On March 13, 2011, The Lubrizol Corporation, an Ohio corporation (the Company), Berkshire
Hathaway Inc., a Delaware corporation (Parent), and Ohio Merger Sub, Inc., a wholly owned
subsidiary of Parent and an Ohio corporation (Merger Sub), entered into an Agreement and Plan of
Merger (the Merger Agreement). The Merger Agreement provides that, upon the terms and subject to
the conditions set forth in the Merger Agreement, Merger Sub will merge with and into the Company
(the Merger), with the Company continuing as the surviving corporation and as a wholly owned
subsidiary of Parent.
At the effective time and as a result of the Merger, each outstanding share of the Company
common stock will be converted into the right to receive $135.00 in cash, without interest (the
Merger Consideration) payable to the holder of such share. All outstanding options to purchase
shares of Company common stock issued under the Companys equity
based compensation plans, whether vested or unvested, will be cancelled in exchange for a
cash payment equal to the excess, if any, of the Merger Consideration over the applicable exercise
price of the option. Outstanding equity awards granted under international equity plans, whether
vested or unvested, will be cancelled and settled in cash in accordance with the terms of the
applicable plans. Outstanding performance share units will be cancelled in exchange for a cash
payment equal to the Merger Consideration multiplied by a number of shares of Company common stock
determined under the applicable equity plan based on performance as of the closing. Outstanding
time-based vesting restricted share units will be cancelled in exchange for a cash payment equal to
the Merger Consideration multiplied by the number of shares of common stock underlying the
restricted share units. Account balances, whether vested or unvested, under any employee benefit
plan that provides for the deferral of compensation and represents amounts notionally invested in a
number of share of Company common stock will be cancelled in exchange for a cash payment equal to
the number of such notionally invested shares multiplied by the Merger Consideration.

———

- _Work to do_
1 > Under the passage on the Lubrizol merger, what will each outstanding share of Company common stock be converted into at the effective time?
2 > Continue the passage on the Lubrizol merger agreement with Berkshire Hathaway, picking up after its final sentence.

- _Recorded data_

———

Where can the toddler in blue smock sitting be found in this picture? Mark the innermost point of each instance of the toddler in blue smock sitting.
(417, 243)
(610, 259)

———

- _Outputs for the tasks_
1 > The right to receive $135.00 in cash, without interest.

2 >
Consummation of the Merger is subject to the satisfaction or waiver of certain closing
conditions, including (1) adoption of the Merger Agreement by the shareholders of the Company, (2)
expiration or termination of any applicable waiting period under the Hart-Scott-Rodino Antitrust
Improvements Act of 1976, as amended, and any foreign merger controls to the extent deemed
necessary by Parent and the Company, (3) the absence of any law or order prohibiting the
consummation of the Merger, (4) subject to certain exceptions, the accuracy of representations and
warranties of the Company, Parent and Merger Sub and (5) the performance or compliance by the
Company, Parent and Merger Sub with their respective covenants and agreements.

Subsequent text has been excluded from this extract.